— YOUR TASK —
State how many lines of the listing below contain the word "large", matching case exactly. Give only the number.

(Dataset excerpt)

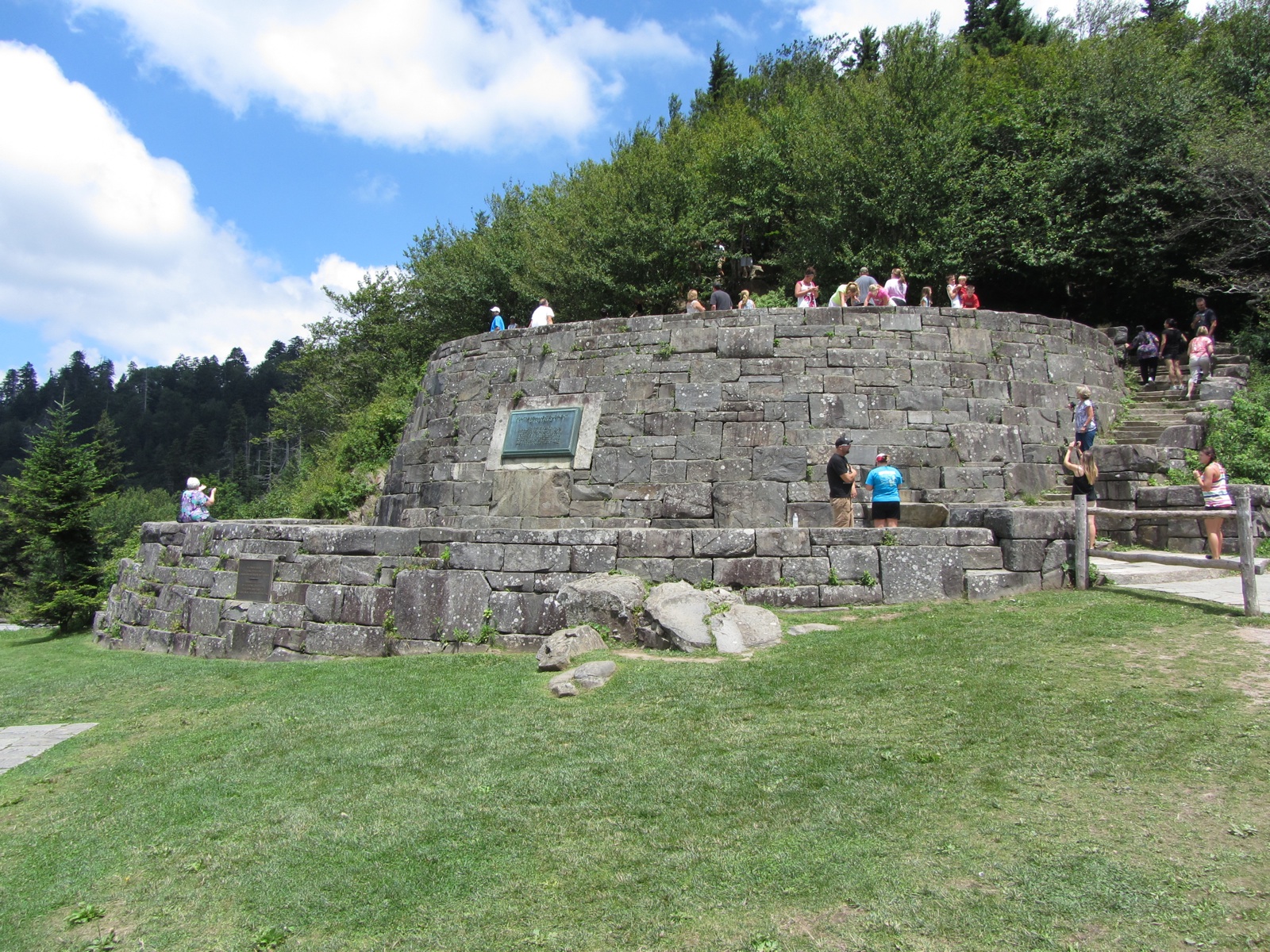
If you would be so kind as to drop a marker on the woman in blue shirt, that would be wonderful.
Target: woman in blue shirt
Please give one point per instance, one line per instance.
(886, 482)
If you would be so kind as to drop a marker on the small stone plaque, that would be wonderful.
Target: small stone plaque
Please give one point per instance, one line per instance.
(543, 433)
(256, 581)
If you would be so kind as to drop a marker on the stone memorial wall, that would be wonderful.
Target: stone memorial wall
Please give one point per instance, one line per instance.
(727, 419)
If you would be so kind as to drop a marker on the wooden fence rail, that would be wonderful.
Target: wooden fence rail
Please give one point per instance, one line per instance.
(1241, 513)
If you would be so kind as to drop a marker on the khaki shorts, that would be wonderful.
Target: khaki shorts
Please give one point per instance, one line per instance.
(844, 512)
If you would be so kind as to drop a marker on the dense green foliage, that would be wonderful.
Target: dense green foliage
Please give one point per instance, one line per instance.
(1241, 436)
(1054, 772)
(171, 422)
(48, 508)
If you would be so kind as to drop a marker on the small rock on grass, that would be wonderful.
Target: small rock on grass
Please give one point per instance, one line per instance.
(563, 685)
(812, 626)
(567, 644)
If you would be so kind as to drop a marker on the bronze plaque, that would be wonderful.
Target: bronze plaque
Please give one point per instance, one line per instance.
(256, 581)
(543, 433)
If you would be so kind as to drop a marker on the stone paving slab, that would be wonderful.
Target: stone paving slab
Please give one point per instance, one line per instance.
(1204, 584)
(21, 743)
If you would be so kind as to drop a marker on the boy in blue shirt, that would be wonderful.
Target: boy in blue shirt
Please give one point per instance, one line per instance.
(886, 482)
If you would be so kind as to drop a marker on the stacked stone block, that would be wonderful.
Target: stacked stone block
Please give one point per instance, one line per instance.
(727, 419)
(375, 590)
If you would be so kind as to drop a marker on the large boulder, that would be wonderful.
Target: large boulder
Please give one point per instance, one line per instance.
(559, 651)
(603, 600)
(679, 615)
(745, 628)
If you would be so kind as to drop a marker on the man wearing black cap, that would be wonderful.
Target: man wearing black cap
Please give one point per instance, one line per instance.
(842, 486)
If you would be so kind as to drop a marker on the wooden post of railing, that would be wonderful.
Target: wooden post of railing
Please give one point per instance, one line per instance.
(1083, 541)
(1248, 549)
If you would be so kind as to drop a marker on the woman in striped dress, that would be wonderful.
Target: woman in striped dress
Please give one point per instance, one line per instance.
(1217, 495)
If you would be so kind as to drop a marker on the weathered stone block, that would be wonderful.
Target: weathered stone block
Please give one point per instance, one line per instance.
(996, 583)
(851, 562)
(780, 463)
(344, 640)
(1024, 555)
(833, 596)
(686, 501)
(432, 603)
(783, 543)
(366, 605)
(698, 397)
(747, 342)
(203, 616)
(749, 505)
(746, 573)
(920, 573)
(723, 543)
(537, 493)
(806, 571)
(987, 442)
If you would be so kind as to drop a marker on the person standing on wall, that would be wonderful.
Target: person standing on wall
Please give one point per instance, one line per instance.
(543, 315)
(806, 291)
(1217, 495)
(842, 486)
(1146, 346)
(1204, 317)
(886, 482)
(719, 298)
(864, 285)
(1086, 416)
(897, 289)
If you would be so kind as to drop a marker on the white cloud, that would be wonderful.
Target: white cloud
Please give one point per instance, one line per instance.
(102, 244)
(376, 190)
(404, 73)
(823, 17)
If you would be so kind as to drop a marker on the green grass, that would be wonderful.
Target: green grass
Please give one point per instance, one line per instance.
(1058, 772)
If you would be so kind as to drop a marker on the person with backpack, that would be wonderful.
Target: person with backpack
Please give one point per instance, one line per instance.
(1146, 347)
(1086, 418)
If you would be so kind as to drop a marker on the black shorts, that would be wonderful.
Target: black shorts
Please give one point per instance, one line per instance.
(886, 511)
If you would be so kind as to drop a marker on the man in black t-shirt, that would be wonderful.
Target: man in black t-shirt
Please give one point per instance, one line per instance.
(719, 298)
(1204, 317)
(842, 486)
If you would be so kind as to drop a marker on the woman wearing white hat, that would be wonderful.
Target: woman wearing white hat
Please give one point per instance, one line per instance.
(194, 501)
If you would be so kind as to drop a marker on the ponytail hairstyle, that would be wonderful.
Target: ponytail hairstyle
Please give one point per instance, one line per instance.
(1090, 463)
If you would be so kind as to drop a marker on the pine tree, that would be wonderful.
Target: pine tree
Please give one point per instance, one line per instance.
(111, 463)
(867, 52)
(723, 75)
(50, 508)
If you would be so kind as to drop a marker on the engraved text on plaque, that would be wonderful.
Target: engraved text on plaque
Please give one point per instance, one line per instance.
(256, 581)
(543, 433)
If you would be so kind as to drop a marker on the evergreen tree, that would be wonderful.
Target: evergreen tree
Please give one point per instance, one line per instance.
(50, 508)
(723, 75)
(867, 52)
(1162, 10)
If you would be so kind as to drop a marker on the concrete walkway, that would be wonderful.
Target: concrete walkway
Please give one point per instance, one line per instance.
(25, 742)
(1206, 584)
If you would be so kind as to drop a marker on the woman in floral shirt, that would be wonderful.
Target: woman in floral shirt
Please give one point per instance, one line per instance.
(194, 501)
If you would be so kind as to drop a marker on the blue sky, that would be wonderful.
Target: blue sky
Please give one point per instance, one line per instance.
(183, 178)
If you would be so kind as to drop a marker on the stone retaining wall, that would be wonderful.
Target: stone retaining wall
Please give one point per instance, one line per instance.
(374, 590)
(714, 420)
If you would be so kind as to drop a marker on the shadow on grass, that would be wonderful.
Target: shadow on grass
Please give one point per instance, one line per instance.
(41, 639)
(1214, 608)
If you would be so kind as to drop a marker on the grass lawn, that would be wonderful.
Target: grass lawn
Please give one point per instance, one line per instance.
(1060, 772)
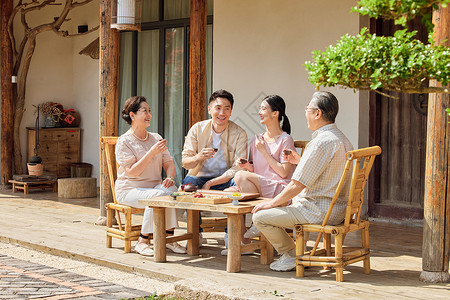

— CORRECT OUTPUT —
2